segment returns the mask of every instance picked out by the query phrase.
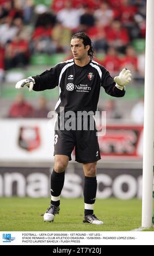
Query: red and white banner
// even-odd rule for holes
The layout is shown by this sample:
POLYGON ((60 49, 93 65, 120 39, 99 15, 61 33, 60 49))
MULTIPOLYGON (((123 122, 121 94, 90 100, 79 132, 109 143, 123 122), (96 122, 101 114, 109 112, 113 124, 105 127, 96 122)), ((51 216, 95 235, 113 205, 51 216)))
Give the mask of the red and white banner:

_ _ _ _

_TASK PROMPT:_ Copy every line of the records above word for word, and leave the pictures out of your copy.

_RESPONSE FOR THIS EXERCISE:_
segment returns the mask of every instance picked out by the query phrase.
Query: red and white banner
// even-odd rule for holes
The layout is shown by this sample:
POLYGON ((60 49, 93 65, 120 39, 99 15, 61 33, 60 49))
MULTIPOLYGON (((123 122, 121 94, 90 100, 79 132, 109 143, 123 122), (96 122, 101 114, 109 112, 113 124, 105 127, 96 122)), ((51 216, 95 235, 113 205, 51 216)))
Give the mask of the red and white banner:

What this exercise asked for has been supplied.